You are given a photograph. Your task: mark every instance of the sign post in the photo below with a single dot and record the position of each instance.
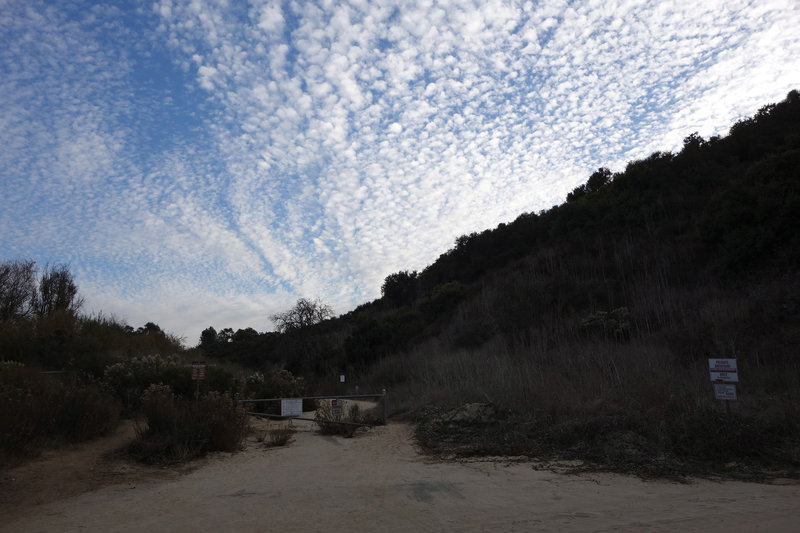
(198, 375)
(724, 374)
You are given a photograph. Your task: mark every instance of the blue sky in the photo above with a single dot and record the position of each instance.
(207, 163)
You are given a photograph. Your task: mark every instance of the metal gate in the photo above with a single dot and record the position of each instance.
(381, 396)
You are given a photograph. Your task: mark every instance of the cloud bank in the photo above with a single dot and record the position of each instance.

-- -- --

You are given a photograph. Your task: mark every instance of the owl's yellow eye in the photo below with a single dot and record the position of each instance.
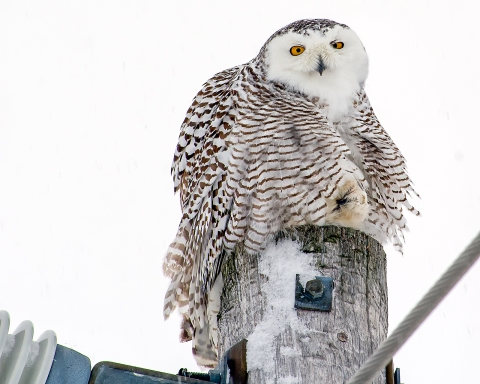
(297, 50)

-- -- --

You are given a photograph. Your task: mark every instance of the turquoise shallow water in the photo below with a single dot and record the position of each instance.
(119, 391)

-- -- --

§ **Description of the task**:
Extract from the listing above the lines between the line containing "of the metal" and the line containing "of the cloud", keeping both of those lines. Output nothing else.

§ **Response**:
You are given a photograph. Your task: mark every instance of the metal gate in the photo above with a single dot and record the position of each instance.
(381, 396)
You are given a photograph. Your task: mark every instance of the cloud bank in the photo above with a single dot and record the position of each instance.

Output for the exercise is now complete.